-- TO DO --
Find the lines of the listing that contain the string "white", and return them.

── SUPPLIED MATERIAL ──

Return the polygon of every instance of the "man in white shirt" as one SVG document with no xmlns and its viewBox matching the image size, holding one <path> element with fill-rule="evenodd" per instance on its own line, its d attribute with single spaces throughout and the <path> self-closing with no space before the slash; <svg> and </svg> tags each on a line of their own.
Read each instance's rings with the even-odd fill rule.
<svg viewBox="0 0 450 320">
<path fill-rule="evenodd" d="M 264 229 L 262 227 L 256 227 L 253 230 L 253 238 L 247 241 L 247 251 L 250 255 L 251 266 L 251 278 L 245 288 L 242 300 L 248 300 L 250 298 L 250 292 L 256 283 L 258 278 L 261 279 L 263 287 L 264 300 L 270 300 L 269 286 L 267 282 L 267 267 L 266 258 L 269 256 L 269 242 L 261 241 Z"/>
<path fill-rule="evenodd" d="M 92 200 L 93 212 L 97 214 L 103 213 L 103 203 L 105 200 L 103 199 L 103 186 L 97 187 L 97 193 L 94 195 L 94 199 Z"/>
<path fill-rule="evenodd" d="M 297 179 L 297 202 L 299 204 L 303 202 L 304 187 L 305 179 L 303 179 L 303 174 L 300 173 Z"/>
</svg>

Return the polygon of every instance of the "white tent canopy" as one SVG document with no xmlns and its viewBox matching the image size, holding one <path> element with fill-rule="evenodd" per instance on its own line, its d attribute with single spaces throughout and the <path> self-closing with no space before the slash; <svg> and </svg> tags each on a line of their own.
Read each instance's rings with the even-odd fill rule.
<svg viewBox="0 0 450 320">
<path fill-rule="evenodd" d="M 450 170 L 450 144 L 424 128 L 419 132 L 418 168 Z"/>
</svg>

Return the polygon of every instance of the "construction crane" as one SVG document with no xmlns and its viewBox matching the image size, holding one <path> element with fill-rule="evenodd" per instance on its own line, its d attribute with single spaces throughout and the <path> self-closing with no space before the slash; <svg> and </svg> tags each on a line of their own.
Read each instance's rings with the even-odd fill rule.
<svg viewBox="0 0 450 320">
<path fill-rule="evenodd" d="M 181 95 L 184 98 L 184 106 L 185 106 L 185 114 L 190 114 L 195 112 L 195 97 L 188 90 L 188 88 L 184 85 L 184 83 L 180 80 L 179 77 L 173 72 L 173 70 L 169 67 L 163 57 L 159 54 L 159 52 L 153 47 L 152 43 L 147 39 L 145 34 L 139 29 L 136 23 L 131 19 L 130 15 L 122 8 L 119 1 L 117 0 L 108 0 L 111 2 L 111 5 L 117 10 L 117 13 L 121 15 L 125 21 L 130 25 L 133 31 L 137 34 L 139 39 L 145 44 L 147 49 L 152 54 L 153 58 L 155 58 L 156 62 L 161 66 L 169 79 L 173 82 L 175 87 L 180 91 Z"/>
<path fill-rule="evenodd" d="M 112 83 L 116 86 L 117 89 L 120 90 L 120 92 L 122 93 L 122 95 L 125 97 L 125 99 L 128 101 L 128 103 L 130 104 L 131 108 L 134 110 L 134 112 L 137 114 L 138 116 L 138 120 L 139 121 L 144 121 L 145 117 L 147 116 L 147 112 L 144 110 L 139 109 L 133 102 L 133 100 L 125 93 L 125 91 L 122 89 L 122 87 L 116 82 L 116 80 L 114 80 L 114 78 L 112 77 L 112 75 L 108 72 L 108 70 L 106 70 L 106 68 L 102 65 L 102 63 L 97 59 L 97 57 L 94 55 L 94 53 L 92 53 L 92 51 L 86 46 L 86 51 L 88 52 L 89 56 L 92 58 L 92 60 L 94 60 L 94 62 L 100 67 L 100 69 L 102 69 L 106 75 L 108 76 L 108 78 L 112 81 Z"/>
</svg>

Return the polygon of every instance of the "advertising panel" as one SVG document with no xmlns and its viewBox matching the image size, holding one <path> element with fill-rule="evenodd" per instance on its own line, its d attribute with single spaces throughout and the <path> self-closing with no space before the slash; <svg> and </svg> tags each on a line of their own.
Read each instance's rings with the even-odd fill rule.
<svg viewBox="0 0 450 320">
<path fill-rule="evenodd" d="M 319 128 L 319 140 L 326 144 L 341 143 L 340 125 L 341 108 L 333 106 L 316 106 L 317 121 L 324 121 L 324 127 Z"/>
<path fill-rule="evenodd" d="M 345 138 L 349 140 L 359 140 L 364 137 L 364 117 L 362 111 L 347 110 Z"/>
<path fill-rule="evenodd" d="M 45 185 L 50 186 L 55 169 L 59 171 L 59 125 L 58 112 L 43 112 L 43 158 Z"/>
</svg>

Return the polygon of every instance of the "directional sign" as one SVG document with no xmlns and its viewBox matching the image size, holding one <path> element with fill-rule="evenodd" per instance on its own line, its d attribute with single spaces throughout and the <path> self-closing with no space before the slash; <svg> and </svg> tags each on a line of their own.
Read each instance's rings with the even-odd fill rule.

───

-- REPLY --
Return the polygon of every instance of the "man in white shirt" as one SVG document with no xmlns and its viewBox matching the image size, holding one <path> element with fill-rule="evenodd" per instance on its own line, its d attribute with single spaces throughout and the <path> self-closing with no space before the slash; <svg> and </svg> tags each on a line of their own.
Return the polygon of every instance of the "white tent canopy" as one SVG document with no xmlns and its viewBox matching the image size, holding one <path> element with fill-rule="evenodd" per instance on its own line, its d attribute with single spaces throughout and the <path> self-closing with no space before the slash; <svg> and </svg> tags each on a line of their own.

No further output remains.